(Images for object localization)
##############################

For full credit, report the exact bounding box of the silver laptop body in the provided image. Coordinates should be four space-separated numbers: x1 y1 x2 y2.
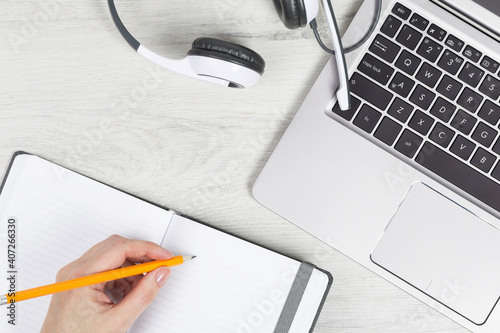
253 0 500 331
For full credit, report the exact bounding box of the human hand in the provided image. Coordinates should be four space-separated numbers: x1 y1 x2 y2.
41 235 173 333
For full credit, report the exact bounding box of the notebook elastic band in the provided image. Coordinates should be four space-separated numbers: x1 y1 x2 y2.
274 262 315 333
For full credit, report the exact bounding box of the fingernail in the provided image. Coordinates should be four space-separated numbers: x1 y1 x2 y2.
156 268 170 287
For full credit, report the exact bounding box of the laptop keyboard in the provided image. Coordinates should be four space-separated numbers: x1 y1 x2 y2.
332 2 500 212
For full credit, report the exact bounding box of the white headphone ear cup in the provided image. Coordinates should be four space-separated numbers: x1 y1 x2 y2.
186 37 265 88
188 38 265 75
187 55 262 88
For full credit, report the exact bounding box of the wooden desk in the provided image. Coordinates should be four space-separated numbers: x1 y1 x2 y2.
0 0 467 331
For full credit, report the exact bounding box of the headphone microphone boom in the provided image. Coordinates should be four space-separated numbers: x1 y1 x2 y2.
107 0 381 110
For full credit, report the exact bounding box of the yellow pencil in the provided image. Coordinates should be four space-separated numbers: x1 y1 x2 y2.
0 255 194 305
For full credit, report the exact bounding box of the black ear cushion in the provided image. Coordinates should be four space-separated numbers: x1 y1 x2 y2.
273 0 307 29
188 37 265 75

##############################

§ Your assignment
Each line of the data above must be repeated exactly, images excluded.

§ Response to this task
For full credit, report the exact bounding box of the silver laptop body in the provided image. Coordinates should be four space-separated numbers: x1 y1 x2 y2.
253 0 500 331
For full credit, report the exact bounding box of the human hand in the provided image. Coordinates should be four space-separated numbers: x1 y1 x2 y2.
41 235 173 333
For full credit, report the exact bounding box of the notebook elastic band in the provided image. Coordinates should be four space-separated numbers: x1 y1 x2 y2.
274 262 315 333
For full credit, report the exact bounding box of the fingernail in the provided image. Coordinates should be four space-separated numbers: x1 y1 x2 y2.
156 268 170 287
For full credit, report the exact bounding box of the laptop keyboard in the provided image. Coordinates should be four space-separated numbers: x1 y1 x2 y2.
332 2 500 212
For full credit, report the exact bounding box of the white headphone ear cup in the provided image. Coordinates should be four space-separated numbers: x1 y1 x2 y2.
186 37 265 88
188 38 265 75
187 55 262 88
For full credit, report the exact bounding box of the wooden desk in the provided image. Coordinates should be four space-separated numbers: x1 y1 x2 y2.
0 0 467 331
For full credit, report the exact bounding box of the headphone microphone boom in the provided image. Coordinates should be four space-separated numbers: x1 y1 x2 y2.
107 0 381 110
For full credit, report the exact bounding box of the yellow pencil in the provided image. Coordinates should be four space-separated numbers: x1 y1 x2 y2.
0 255 194 305
For full credit, report the exact bounding box of the black ear cushion in the provided image. Coordinates should be four space-separated numbers: x1 y1 x2 y2.
273 0 307 29
188 37 265 75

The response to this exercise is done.